* _Dataset entries_
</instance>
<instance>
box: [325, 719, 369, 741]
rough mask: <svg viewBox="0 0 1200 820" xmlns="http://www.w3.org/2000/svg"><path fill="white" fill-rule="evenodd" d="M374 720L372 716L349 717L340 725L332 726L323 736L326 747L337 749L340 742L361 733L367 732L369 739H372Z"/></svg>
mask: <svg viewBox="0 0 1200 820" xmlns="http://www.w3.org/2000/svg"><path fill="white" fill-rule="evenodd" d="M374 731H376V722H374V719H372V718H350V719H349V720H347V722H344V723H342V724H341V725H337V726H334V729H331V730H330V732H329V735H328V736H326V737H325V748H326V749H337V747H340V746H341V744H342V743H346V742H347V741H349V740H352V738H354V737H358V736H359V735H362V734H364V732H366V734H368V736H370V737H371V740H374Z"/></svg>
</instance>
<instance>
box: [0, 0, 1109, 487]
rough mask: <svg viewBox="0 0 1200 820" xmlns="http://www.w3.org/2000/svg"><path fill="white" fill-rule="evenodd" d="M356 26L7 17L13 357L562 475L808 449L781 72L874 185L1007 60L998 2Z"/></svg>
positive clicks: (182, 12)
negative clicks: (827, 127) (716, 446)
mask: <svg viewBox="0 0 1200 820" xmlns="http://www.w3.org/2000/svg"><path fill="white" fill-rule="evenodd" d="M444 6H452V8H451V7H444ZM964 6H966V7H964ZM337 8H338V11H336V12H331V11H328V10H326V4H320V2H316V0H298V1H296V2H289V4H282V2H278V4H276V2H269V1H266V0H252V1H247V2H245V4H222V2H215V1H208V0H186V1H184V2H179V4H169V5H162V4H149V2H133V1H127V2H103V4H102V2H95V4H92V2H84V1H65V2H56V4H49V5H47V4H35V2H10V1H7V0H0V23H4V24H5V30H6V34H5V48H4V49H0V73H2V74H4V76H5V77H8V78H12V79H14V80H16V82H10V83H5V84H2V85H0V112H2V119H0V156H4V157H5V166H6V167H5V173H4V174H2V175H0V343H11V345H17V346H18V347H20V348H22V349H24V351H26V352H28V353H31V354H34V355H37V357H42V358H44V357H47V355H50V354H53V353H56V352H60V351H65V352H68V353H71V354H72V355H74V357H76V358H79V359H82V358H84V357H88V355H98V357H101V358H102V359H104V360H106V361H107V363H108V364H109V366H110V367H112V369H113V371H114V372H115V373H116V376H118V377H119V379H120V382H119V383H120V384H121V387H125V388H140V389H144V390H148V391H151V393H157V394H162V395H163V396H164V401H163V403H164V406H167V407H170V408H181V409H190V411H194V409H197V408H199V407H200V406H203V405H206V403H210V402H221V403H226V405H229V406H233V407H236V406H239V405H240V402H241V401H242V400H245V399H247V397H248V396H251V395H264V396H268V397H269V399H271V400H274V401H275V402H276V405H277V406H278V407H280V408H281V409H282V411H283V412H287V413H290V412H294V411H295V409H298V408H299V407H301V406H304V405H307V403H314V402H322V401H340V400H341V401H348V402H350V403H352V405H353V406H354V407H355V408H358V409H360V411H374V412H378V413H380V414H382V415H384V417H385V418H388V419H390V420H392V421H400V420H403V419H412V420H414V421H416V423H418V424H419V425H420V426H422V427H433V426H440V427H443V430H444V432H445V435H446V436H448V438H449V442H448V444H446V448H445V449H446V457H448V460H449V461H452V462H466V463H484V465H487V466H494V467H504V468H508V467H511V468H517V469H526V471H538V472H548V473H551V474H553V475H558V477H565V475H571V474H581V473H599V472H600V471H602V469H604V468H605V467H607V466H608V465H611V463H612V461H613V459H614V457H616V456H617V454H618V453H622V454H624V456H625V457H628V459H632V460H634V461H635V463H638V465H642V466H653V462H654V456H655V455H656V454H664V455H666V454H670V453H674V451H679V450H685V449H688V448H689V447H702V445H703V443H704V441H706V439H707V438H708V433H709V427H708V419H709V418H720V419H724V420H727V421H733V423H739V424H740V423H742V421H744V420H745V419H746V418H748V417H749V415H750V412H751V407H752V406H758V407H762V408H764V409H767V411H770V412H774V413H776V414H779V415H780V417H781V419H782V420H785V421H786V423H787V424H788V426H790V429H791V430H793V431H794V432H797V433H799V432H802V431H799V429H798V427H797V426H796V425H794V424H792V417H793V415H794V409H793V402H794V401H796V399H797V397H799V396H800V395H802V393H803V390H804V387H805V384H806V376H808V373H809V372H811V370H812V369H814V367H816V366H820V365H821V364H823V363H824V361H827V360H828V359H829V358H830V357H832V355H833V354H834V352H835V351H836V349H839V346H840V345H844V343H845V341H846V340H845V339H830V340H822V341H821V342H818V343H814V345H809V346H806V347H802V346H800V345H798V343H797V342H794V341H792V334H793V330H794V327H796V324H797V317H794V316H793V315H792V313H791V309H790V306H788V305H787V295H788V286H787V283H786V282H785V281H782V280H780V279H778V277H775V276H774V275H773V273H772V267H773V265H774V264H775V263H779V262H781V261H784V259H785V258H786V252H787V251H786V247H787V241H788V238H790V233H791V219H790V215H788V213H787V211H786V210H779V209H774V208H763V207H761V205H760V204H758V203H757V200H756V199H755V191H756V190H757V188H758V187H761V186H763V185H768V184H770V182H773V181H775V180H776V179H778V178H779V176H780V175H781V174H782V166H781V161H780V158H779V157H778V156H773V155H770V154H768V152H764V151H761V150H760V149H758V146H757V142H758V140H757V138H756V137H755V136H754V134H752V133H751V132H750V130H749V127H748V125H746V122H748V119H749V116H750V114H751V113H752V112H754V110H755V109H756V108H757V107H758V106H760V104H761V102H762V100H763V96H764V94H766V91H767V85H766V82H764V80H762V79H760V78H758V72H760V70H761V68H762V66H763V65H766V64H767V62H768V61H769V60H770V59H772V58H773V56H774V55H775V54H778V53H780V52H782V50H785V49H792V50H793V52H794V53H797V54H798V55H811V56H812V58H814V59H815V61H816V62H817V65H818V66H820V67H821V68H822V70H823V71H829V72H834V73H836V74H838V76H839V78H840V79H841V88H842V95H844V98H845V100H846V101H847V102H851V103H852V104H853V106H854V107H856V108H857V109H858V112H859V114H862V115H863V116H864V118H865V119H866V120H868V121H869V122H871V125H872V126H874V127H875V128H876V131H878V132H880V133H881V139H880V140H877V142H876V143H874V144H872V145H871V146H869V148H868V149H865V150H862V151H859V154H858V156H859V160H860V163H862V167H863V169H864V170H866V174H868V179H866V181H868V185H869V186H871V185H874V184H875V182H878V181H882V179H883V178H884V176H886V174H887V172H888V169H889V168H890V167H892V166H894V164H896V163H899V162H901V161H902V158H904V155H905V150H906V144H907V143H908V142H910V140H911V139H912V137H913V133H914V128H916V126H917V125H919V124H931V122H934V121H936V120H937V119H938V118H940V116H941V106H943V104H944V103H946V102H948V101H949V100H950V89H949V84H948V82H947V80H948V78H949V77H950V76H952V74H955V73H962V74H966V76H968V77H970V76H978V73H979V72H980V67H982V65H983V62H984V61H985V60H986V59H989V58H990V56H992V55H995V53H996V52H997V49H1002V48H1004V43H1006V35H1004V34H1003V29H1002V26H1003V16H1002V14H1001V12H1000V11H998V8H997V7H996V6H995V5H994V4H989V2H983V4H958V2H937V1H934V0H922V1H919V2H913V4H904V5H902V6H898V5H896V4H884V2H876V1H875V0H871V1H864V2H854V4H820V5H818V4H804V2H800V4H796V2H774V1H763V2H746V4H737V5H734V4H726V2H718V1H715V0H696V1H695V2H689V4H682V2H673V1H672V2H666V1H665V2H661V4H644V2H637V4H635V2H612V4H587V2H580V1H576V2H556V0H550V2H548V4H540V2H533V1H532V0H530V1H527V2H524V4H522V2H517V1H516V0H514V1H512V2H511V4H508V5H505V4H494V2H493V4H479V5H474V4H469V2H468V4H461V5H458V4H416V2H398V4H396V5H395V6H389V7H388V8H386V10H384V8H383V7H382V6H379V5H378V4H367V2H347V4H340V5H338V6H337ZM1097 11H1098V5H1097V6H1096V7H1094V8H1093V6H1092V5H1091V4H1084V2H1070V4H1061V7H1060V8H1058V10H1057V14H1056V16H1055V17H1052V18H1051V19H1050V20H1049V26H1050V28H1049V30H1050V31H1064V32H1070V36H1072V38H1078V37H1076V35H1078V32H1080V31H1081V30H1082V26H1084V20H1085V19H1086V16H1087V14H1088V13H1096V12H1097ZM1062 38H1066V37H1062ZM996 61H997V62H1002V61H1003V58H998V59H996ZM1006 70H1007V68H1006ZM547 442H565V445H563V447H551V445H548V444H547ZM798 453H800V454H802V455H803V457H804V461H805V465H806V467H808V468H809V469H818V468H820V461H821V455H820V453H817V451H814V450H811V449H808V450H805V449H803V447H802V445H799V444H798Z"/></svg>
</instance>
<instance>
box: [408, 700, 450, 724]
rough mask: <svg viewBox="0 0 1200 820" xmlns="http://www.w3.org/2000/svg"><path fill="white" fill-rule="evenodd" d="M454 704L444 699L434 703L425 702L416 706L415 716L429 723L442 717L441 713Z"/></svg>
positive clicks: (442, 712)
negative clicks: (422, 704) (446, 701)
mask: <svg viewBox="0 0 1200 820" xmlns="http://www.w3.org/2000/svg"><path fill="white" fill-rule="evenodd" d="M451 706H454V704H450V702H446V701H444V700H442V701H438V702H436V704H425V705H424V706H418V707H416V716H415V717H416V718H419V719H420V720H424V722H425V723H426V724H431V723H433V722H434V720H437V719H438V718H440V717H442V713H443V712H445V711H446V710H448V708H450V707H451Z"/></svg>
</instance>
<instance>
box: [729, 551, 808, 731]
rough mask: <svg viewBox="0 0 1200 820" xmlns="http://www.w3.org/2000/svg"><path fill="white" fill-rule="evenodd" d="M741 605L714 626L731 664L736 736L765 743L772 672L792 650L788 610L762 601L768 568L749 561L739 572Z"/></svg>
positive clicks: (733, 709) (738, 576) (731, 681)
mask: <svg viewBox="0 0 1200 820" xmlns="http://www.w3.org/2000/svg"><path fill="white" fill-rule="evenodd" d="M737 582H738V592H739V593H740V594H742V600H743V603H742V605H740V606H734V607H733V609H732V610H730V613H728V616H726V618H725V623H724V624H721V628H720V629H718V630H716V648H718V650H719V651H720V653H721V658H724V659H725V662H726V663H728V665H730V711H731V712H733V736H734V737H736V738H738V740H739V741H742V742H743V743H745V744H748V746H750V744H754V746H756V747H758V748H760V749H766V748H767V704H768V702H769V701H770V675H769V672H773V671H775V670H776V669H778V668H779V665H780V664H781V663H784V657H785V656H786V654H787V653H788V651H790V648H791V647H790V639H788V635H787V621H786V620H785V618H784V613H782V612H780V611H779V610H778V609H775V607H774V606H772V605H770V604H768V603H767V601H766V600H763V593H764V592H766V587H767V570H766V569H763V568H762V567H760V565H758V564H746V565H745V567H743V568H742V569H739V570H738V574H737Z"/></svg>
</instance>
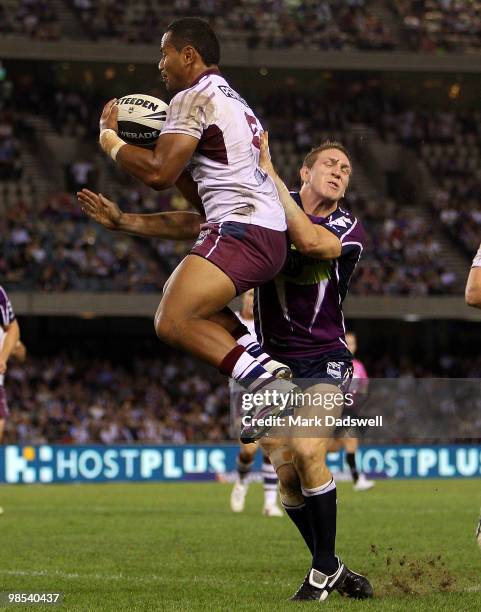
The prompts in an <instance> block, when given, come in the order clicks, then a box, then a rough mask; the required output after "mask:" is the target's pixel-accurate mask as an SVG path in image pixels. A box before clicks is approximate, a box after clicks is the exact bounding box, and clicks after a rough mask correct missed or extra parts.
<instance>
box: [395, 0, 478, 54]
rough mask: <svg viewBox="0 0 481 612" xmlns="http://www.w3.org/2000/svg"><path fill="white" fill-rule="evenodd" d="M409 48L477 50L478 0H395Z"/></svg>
mask: <svg viewBox="0 0 481 612" xmlns="http://www.w3.org/2000/svg"><path fill="white" fill-rule="evenodd" d="M394 6H395V7H396V9H397V11H398V13H399V15H400V17H401V19H402V22H403V26H404V31H405V34H406V36H407V41H408V45H409V48H410V49H411V50H412V51H423V52H430V53H439V52H451V53H460V52H461V53H462V52H467V53H472V52H479V51H480V50H481V2H479V0H395V2H394Z"/></svg>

* _What the exercise asks_
Copy only the entries from the first line to the line with "positive clicks: (182, 12)", each exactly as it appears.

* _Problem solution_
</instance>
<instance>
box: [325, 719, 369, 741]
rough mask: <svg viewBox="0 0 1200 820" xmlns="http://www.w3.org/2000/svg"><path fill="white" fill-rule="evenodd" d="M374 720L372 716L349 717L340 725L332 726L323 736L326 747L337 749L340 742L361 733L367 732L369 739H372Z"/></svg>
mask: <svg viewBox="0 0 1200 820" xmlns="http://www.w3.org/2000/svg"><path fill="white" fill-rule="evenodd" d="M374 731H376V722H374V719H372V718H350V719H349V720H347V722H344V723H342V724H341V725H337V726H334V729H331V730H330V732H329V735H328V736H326V737H325V748H326V749H337V747H340V746H341V744H342V743H346V742H347V741H349V740H352V738H354V737H358V736H359V735H362V734H364V732H366V734H368V736H370V737H371V740H374Z"/></svg>
</instance>
<instance>
box: [0, 0, 1109, 487]
rough mask: <svg viewBox="0 0 1200 820" xmlns="http://www.w3.org/2000/svg"><path fill="white" fill-rule="evenodd" d="M356 26L7 17L13 357L562 475L808 449L781 72L874 185L1007 60L998 2Z"/></svg>
positive clicks: (182, 12)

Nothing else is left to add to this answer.